Extrait fourni
----

De son côté, Pascal n’avait pas dit à Arnauld autre chose, si ce n’est : « Vous êtes et nous sommes bien et dûment condamnés dans les formes, mais l’esprit de cette condamnation est un esprit de mensonge ; tout biais qui mène à s’y soumettre est un acte de lâcheté et de prévarication, et mérite qu’on le flétrisse de son vrai nom, comme abominable devant Dieu et méprisable devant les hommes. » — Et s’il ne concluait pas en disant : Sortons ! il avait pour mot d’ordre : Tenons-nous ferme et crions !

----

Consignes
(1) Résumez en deux ou trois phrases le paragraphe de l'extrait sur Pascal et Arnauld qui commence par « De son côté, Pascal », en gardant ses idées principales.
(2) Reproduisez à l'identique le passage de l'extrait sur Pascal et Arnauld, en commençant à « De son côté, Pascal » et en finissant à « ferme et crions ! ».
(3) Reprenez le texte sur Pascal et Arnauld là où il s'arrête et poursuivez-le.
Les données n'interviennent en rien ici.

Données enregistrées
----

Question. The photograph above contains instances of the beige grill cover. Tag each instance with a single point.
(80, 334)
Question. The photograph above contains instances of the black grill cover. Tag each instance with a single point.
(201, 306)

----

Liste des réponses
(1) Pascal signifiait à Arnauld que leur condamnation, régulière dans la forme, procédait d'un esprit de mensonge. Toute manière détournée de s'y soumettre relevait à ses yeux de la lâcheté et de la prévarication, et devait être flétrie comme abominable devant Dieu et méprisable devant les hommes. Sans aller jusqu'à dire « Sortons ! », il avait pour mot d'ordre de tenir ferme et de crier.

(2)
De son côté, Pascal n’avait pas dit à Arnauld autre chose, si ce n’est : « Vous êtes et nous sommes bien et dûment condamnés dans les formes, mais l’esprit de cette condamnation est un esprit de mensonge ; tout biais qui mène à s’y soumettre est un acte de lâcheté et de prévarication, et mérite qu’on le flétrisse de son vrai nom, comme abominable devant Dieu et méprisable devant les hommes. » — Et s’il ne concluait pas en disant : Sortons ! il avait pour mot d’ordre : Tenons-nous ferme et crions !

(3)
De sorte que Pascal, abandonnant la tactique de ses dix-septième et dix-huitième Provinciales et se rendant compte enfin de la situation, l’envisageant avec toute la lucidité et la franchise de son intelligence, l’exprimant avec toute la concision et la véhémence de sa parole, Pascal n’hésitait pas à confesser bien haut combien la Chrétienté catholique, presque tout entière, était engagée par son Chef dans des voies selon lui parjures, c’est-à-dire qu’il soutenait contre Arnauld sur

  1. Voir Jurieu dans son livre intitulé : L’Esprit de M. Arnauld, tome 1, pages 8, 238, etc., etc. Jurieu l’injurieux (comme dit Voltaire) se trompait en mettant en doute la parfaite sincérité d’Arnauld ; il accordait trop à ses lumières et faisait tort à son cœur.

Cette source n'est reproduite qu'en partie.